The fourth century saw a major transformation in imperial administration as the Roman Empire became the Late Roman Empire.  The Greek language replaced Latin in official usage as more authoritarian institutions replaced Latinate republican institutions.   The governors had more direct control of the cities, whose municipal institutions had withered; he and not the local elites bore the responsibility for administering justice (on appeal from city tribunals in civil cases and in the first instance in criminal) and especially for collecting taxes and redirecting the income partly to the imperial center and partly to local projects.  Increasingly in the fifth and sixth centuries the supervision of revenue passed from the governor to the local agents of the praetorian prefect.

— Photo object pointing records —
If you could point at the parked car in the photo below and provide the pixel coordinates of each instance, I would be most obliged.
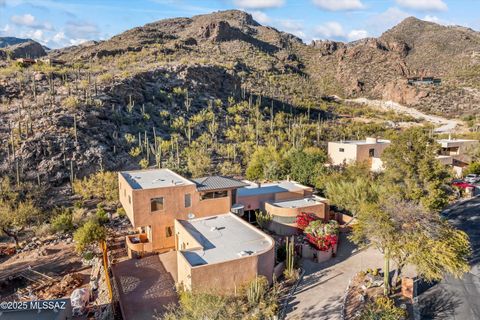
(472, 178)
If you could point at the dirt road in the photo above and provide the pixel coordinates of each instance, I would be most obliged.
(443, 125)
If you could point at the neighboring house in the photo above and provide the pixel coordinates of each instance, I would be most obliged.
(369, 150)
(455, 153)
(283, 200)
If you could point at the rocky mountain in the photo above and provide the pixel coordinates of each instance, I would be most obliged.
(10, 41)
(219, 82)
(21, 48)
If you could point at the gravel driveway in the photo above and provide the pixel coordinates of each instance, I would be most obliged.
(320, 294)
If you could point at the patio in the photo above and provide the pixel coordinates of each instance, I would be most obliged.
(145, 287)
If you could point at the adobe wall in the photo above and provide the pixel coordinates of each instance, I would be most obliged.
(139, 209)
(337, 157)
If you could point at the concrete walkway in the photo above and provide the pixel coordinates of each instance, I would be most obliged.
(145, 287)
(320, 294)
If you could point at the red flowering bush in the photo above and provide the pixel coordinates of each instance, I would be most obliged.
(322, 236)
(304, 219)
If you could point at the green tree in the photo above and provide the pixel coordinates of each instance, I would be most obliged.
(265, 163)
(472, 168)
(16, 216)
(63, 222)
(413, 172)
(101, 185)
(89, 234)
(305, 165)
(405, 232)
(199, 161)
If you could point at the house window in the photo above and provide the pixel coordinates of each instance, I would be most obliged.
(156, 204)
(188, 200)
(214, 195)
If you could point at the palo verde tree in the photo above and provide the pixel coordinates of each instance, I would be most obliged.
(406, 233)
(90, 233)
(413, 172)
(351, 187)
(17, 211)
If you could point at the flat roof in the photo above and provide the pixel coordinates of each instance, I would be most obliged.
(300, 203)
(361, 142)
(217, 183)
(152, 179)
(223, 237)
(455, 140)
(253, 189)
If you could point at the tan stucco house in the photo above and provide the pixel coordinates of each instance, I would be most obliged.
(369, 150)
(196, 224)
(283, 201)
(455, 153)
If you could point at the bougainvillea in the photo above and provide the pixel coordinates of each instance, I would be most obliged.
(304, 219)
(322, 236)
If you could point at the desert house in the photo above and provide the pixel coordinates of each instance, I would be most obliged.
(369, 150)
(283, 201)
(453, 152)
(197, 228)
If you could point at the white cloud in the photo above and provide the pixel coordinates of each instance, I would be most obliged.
(59, 37)
(28, 20)
(259, 4)
(423, 5)
(357, 34)
(330, 29)
(260, 16)
(76, 42)
(81, 30)
(379, 23)
(339, 5)
(291, 26)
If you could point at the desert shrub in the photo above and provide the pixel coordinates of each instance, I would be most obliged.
(71, 102)
(263, 219)
(88, 235)
(101, 215)
(101, 185)
(382, 308)
(472, 168)
(105, 78)
(143, 163)
(121, 212)
(43, 230)
(63, 222)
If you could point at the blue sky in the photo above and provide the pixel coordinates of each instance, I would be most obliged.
(67, 22)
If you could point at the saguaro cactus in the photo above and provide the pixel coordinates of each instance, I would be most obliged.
(290, 249)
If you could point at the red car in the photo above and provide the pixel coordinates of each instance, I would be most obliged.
(462, 184)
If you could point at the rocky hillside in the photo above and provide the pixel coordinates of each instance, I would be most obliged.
(198, 94)
(14, 48)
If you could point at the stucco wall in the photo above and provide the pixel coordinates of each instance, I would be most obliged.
(257, 202)
(185, 240)
(225, 277)
(184, 275)
(348, 155)
(140, 215)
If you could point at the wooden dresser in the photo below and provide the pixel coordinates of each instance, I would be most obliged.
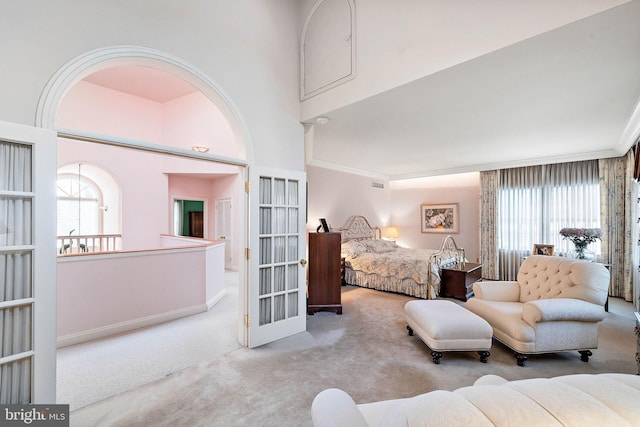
(324, 273)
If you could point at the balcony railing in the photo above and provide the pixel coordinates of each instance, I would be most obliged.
(90, 243)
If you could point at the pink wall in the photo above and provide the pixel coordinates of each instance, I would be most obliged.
(111, 113)
(211, 189)
(100, 295)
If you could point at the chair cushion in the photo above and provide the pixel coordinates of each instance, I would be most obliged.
(542, 277)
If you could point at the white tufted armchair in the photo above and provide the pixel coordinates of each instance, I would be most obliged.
(555, 305)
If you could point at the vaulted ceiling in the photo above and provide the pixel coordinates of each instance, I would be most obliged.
(568, 94)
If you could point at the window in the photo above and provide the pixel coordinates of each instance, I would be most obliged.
(78, 206)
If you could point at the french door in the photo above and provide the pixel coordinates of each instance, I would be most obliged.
(27, 265)
(277, 276)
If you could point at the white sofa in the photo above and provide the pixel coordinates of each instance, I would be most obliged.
(572, 400)
(555, 305)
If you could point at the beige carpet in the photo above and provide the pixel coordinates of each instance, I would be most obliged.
(365, 352)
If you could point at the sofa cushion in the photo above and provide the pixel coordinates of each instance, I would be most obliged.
(504, 317)
(569, 404)
(619, 392)
(436, 408)
(542, 277)
(505, 407)
(340, 405)
(546, 310)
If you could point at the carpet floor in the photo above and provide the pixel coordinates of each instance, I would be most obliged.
(366, 352)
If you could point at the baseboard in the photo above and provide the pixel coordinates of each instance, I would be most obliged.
(117, 328)
(216, 298)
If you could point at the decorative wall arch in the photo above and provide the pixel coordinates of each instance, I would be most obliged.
(99, 59)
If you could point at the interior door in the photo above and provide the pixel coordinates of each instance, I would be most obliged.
(27, 265)
(277, 285)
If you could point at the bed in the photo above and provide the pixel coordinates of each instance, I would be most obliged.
(372, 262)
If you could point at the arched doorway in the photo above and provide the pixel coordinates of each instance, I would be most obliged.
(76, 72)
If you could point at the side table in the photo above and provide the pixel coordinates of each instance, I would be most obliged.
(457, 281)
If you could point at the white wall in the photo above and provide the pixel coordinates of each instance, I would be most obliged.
(408, 195)
(337, 195)
(396, 45)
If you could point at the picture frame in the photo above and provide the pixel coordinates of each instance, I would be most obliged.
(542, 249)
(323, 227)
(439, 218)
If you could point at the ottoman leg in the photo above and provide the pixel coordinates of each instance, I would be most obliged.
(584, 355)
(521, 359)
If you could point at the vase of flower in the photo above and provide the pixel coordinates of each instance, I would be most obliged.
(581, 238)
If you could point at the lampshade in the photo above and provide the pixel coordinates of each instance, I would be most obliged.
(391, 232)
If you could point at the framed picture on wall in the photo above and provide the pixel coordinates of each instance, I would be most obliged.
(439, 218)
(541, 249)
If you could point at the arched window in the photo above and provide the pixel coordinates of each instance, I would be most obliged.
(79, 202)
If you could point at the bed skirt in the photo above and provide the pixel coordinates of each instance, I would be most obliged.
(388, 284)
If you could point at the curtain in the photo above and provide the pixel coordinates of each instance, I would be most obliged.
(15, 273)
(533, 204)
(618, 213)
(489, 224)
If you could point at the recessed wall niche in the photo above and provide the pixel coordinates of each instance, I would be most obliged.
(327, 51)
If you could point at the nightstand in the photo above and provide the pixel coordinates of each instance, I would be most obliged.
(457, 281)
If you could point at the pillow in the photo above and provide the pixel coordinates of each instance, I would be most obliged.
(352, 249)
(379, 246)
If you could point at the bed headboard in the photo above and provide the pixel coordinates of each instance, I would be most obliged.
(358, 228)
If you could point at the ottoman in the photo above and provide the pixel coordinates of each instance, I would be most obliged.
(446, 326)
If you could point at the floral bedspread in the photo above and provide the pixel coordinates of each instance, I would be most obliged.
(400, 263)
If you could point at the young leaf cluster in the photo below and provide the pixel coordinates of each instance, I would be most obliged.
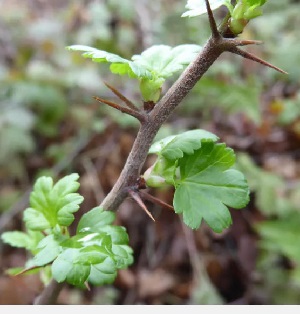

— WHAT TO WORK ON —
Retype the whole passage above on Late Roman imperial administration, word for word.

— SOLVED EXERCISE —
The fourth century saw a major transformation in imperial administration as the Roman Empire became the Late Roman Empire.  The Greek language replaced Latin in official usage as more authoritarian institutions replaced Latinate republican institutions.   The governors had more direct control of the cities, whose municipal institutions had withered; he and not the local elites bore the responsibility for administering justice (on appeal from city tribunals in civil cases and in the first instance in criminal) and especially for collecting taxes and redirecting the income partly to the imperial center and partly to local projects.  Increasingly in the fifth and sixth centuries the supervision of revenue passed from the governor to the local agents of the praetorian prefect.